▶ Required task: Rewrite the listing below with "instance" changed to "occurrence" everywhere, keeping every other part the same.

[Records from a data source]
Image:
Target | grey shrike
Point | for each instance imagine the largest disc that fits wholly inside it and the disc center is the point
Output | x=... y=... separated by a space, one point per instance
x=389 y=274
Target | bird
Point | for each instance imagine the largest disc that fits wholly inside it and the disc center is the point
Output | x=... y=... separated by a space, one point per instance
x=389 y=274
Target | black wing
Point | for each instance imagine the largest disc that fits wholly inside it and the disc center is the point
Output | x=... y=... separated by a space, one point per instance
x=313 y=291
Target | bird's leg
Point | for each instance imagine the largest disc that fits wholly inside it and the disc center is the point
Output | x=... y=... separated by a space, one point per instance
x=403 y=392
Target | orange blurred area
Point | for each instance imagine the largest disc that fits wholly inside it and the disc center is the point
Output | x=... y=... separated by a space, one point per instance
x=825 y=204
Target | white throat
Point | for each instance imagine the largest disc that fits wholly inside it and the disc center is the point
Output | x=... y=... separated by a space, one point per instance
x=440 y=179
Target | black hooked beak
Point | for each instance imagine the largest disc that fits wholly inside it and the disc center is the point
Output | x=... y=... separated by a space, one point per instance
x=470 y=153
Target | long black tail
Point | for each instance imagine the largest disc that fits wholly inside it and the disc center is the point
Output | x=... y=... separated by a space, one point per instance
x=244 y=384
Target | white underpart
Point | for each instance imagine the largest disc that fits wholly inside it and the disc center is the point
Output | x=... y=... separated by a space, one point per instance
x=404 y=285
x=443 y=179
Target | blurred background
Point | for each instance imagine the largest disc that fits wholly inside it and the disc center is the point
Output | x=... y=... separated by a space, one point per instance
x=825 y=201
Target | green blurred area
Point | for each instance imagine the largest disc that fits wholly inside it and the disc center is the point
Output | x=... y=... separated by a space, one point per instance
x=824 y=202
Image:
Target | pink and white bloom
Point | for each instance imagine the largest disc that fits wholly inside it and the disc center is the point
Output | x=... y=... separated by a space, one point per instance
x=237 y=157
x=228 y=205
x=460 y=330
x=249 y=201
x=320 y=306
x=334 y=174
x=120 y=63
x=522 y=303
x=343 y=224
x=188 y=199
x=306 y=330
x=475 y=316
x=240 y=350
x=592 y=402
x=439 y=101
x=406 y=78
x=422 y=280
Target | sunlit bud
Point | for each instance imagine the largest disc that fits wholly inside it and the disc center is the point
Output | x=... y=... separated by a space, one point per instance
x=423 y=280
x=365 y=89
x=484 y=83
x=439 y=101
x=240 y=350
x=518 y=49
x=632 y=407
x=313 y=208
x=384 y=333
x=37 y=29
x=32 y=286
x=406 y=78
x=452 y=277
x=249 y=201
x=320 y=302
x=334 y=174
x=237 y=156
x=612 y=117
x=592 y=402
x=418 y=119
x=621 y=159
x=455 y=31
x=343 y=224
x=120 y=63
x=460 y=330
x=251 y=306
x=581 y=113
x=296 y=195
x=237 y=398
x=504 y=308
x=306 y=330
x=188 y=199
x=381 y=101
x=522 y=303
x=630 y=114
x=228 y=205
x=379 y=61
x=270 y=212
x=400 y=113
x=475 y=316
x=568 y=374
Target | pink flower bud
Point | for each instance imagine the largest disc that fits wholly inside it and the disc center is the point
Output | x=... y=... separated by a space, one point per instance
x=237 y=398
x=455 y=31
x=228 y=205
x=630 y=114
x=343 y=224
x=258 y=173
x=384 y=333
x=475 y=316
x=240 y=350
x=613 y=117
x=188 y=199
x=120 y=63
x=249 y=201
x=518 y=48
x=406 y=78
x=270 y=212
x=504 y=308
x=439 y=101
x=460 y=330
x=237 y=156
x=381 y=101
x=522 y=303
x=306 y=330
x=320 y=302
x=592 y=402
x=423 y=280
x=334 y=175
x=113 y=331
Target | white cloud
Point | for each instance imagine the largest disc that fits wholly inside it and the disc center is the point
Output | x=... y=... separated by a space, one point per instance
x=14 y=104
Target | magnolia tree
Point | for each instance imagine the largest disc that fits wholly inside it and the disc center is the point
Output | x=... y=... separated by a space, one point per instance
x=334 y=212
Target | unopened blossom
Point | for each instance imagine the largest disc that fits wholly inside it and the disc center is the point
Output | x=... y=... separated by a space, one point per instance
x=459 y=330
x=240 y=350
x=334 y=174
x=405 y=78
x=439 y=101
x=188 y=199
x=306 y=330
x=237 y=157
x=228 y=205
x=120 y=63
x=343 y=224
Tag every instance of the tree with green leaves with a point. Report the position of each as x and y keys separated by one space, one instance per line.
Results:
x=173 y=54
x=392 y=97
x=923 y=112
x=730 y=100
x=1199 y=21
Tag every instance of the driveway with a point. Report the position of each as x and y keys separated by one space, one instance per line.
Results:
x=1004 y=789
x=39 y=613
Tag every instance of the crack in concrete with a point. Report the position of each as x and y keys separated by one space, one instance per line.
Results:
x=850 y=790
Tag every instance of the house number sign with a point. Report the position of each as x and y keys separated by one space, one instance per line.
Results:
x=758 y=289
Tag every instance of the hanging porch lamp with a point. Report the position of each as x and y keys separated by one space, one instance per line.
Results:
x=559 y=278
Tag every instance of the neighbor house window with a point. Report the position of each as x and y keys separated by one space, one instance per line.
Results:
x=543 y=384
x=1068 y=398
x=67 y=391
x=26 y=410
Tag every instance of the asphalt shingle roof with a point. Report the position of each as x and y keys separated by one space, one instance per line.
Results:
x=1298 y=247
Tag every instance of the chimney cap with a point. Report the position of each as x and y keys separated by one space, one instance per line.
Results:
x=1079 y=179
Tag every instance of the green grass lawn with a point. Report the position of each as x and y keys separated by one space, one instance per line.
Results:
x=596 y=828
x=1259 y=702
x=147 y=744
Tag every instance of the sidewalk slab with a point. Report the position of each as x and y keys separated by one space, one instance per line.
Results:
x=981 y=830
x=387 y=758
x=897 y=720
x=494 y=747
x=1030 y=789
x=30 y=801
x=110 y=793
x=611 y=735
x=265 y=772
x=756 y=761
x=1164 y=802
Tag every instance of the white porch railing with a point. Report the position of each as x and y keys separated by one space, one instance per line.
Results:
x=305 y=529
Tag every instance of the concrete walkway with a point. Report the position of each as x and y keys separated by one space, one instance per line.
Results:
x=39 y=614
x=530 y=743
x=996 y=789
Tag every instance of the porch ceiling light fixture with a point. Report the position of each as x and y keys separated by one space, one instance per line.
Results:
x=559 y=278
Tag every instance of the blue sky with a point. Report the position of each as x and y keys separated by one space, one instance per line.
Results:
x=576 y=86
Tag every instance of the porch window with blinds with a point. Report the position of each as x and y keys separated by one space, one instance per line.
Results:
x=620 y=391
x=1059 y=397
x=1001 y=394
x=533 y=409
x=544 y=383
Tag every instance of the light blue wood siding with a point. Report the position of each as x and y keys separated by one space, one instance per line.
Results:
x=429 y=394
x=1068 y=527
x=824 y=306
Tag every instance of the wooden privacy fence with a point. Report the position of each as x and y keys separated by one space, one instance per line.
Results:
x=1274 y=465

▶ Task solution:
Image:
Target | grey shrike
Point | for each occurrence imagine the largest disc that fits wholly inside it and the disc center is the point
Output | x=... y=... separated by a space, one point per occurrence
x=389 y=274
Target | bird
Point | for each occurrence imagine the largest disc that fits wholly inside it and the disc center is the point
Output | x=... y=... separated by a space, one point per occurrence
x=389 y=274
Target | black wing
Point | for each occurrence imagine the largest disc that fits wholly inside it and the disc center is the point
Output | x=... y=... separated by a space, one point per occurrence
x=313 y=291
Target | bird's leg
Point | for each occurrence imagine the largest disc that fits wholly inside it and the disc center is the point
Output | x=... y=... separated by a space, one point per occurrence
x=403 y=392
Target | orange blurred area
Point | for each occurrence imagine the largest disc that fits wholly inside it and the disc center is the point
Output | x=... y=... separated by a space, one point per occurrence
x=825 y=204
Target | white throat
Point | for each occurrence imagine the largest disc that fits wholly inside it and the disc center is the point
Output | x=... y=... separated by a space, one point per occurrence
x=440 y=179
Target | black hooked beak
Point | for each occurrence imagine the largest disc that fits wholly inside it and the disc center is the point
Output | x=... y=... separated by a space, one point per occurrence
x=470 y=153
Target | long black tail
Point | for each occurrence imagine the largest disc that fits wholly inside it and the disc center is the point
Output | x=... y=... separated by a space, one point per occurrence
x=244 y=384
Target | white underpart
Point | for each occurrence imagine the largest disc that fits wholly inside it and the disc center is the point
Output | x=... y=... separated by a space, one point per occurrence
x=404 y=285
x=443 y=179
Target | blurred background
Point | for each occurrence imagine the largest disc that fits wholly inside it and the disc center is the point
Output | x=... y=... separated by a space, one point per occurrence
x=825 y=201
Target | green blurred area
Point | for each occurrence imagine the largest disc that fits wholly inside it and the disc center is the point
Output | x=... y=... separated by a space, one point per occurrence
x=824 y=202
Image:
Target | pink and white bloom
Point | for each occurrence imagine the largest disc that fits wholly inside it and the disc center is the point
Output | x=... y=... separated by a space, one point per occurrence
x=237 y=157
x=228 y=205
x=460 y=330
x=249 y=201
x=320 y=306
x=334 y=174
x=120 y=63
x=522 y=303
x=343 y=224
x=188 y=199
x=306 y=330
x=475 y=316
x=240 y=350
x=592 y=402
x=439 y=101
x=406 y=78
x=422 y=280
Target | sunlit bud
Point | for each occurrence imagine the largest disc that fits wholly inside it and the disc center is the point
Output | x=... y=... separated by a space, one point per occurrence
x=423 y=280
x=365 y=89
x=484 y=83
x=439 y=101
x=240 y=350
x=518 y=49
x=632 y=407
x=313 y=208
x=384 y=333
x=37 y=29
x=32 y=286
x=406 y=78
x=452 y=277
x=249 y=201
x=320 y=302
x=334 y=174
x=237 y=156
x=612 y=117
x=592 y=402
x=418 y=119
x=621 y=159
x=455 y=31
x=343 y=224
x=120 y=63
x=460 y=330
x=251 y=306
x=581 y=113
x=296 y=195
x=237 y=398
x=504 y=308
x=306 y=330
x=188 y=199
x=381 y=101
x=522 y=303
x=630 y=114
x=228 y=205
x=379 y=61
x=270 y=212
x=400 y=113
x=475 y=316
x=568 y=374
Target | pink flower bud
Point | for each occurrence imagine the largest disc that fits wholly inside it and the disc center is the point
Output | x=... y=... separated by a space, one point per occurrence
x=237 y=398
x=455 y=31
x=228 y=205
x=630 y=114
x=343 y=224
x=258 y=173
x=384 y=333
x=475 y=316
x=240 y=350
x=613 y=117
x=188 y=199
x=120 y=63
x=249 y=201
x=518 y=48
x=406 y=78
x=270 y=212
x=504 y=308
x=439 y=101
x=460 y=330
x=237 y=156
x=381 y=101
x=522 y=303
x=306 y=330
x=320 y=302
x=592 y=402
x=423 y=280
x=334 y=175
x=113 y=331
Target | white cloud
Point | for each occurrence imagine the largest disc that fits wholly inside it and the disc center is the point
Output | x=... y=... separated by a space, one point per occurrence
x=14 y=104
Target | magnolia tree
Point | for each occurrence imagine the largest disc that fits wholly inside it and the disc center is the point
Output | x=... y=... separated by a space, one point per occurrence
x=334 y=212
Target | unopened blossom
Point | for each occurrence imagine the largest disc that fits wholly inside it and the disc center is the point
Output | x=... y=... separated by a space, one point per occurrence
x=459 y=330
x=240 y=350
x=334 y=174
x=405 y=78
x=439 y=101
x=188 y=199
x=306 y=330
x=237 y=157
x=228 y=205
x=120 y=63
x=343 y=224
Tag every occurrence of the tree with green leaves with a point. Report the position of each as x and y keys separated by one space, one occurrence per line.
Results:
x=173 y=54
x=392 y=97
x=923 y=112
x=730 y=100
x=1199 y=21
Tag every occurrence of the driveway with a point. Report the position of each as x and y keys separated by one space, one occurrence per line.
Results:
x=1004 y=789
x=39 y=613
Tag every occurrence of the crack in concrete with a point. Report the position of each as x and y keys separated by one space, one occurrence per line.
Results:
x=850 y=790
Tag every occurrence of the house number sign with a point. Report the position of each as x and y keys separated by one space, one occurrence per line.
Results:
x=758 y=289
Tag every occurrence of the hanging porch lamp with a point. Report the position of each as x and y keys separated by one space, one occurrence per line.
Results:
x=559 y=278
Tag every occurrence of the neighbor house window with a point. Report the position of each as x and y keys separated by one space, one occurrence per line.
Results:
x=543 y=384
x=1068 y=398
x=67 y=391
x=26 y=410
Tag every occurrence of the asphalt shingle roof with a point. Report the position of each as x and y keys separated by one space, one occurrence per line.
Results:
x=1298 y=247
Tag every occurrence of the chimney cap with a point. Report the position of each as x and y keys separated by one space, one occurrence per line.
Results:
x=1079 y=179
Tag every occurrence of the green grass lawn with a point. Report the position of each as x and y keys separated by one space, one occurrence per line.
Results:
x=596 y=828
x=1259 y=702
x=147 y=744
Tag every occurrence of the sidewalk slab with a point. Report the position of each as x and y keys separated by one space, one occurrence per line.
Results:
x=981 y=830
x=387 y=758
x=897 y=720
x=494 y=747
x=1030 y=789
x=30 y=801
x=110 y=793
x=611 y=735
x=265 y=772
x=756 y=761
x=1164 y=802
Tag every occurrence of the white porch railing with a point. Report the position of each as x and y keys separated by one space, one occurrence per line.
Results:
x=305 y=529
Tag every occurrence of the concrete walkway with a point. Report the position of each as x and y keys separated by one space, one occurrence per line.
Results:
x=39 y=614
x=530 y=743
x=996 y=789
Tag every occurrence of the porch ceiling light fixture with a point. Report the position of each as x and y keys separated by one space, one occurrence per line.
Results:
x=559 y=278
Tag every occurrence of the blue sky with a point. Report the position of each as x and y keys separated by one space, one occurrence per line.
Results:
x=576 y=86
Tag every occurrence of the porch window with blinds with a point. Report the position of each as x and y keys separated by one space, one occurrence per line.
Results:
x=620 y=391
x=1059 y=397
x=1001 y=394
x=533 y=409
x=544 y=383
Tag every occurrence of the light blue wood siding with a point. Report the position of each as x and y keys separated by one space, one occurrence per line.
Results:
x=429 y=394
x=1068 y=527
x=824 y=306
Tag every occurrence of the wooden privacy fence with a point. Report the position of each as x and y keys separated by one space, one occurrence per line.
Results:
x=1274 y=465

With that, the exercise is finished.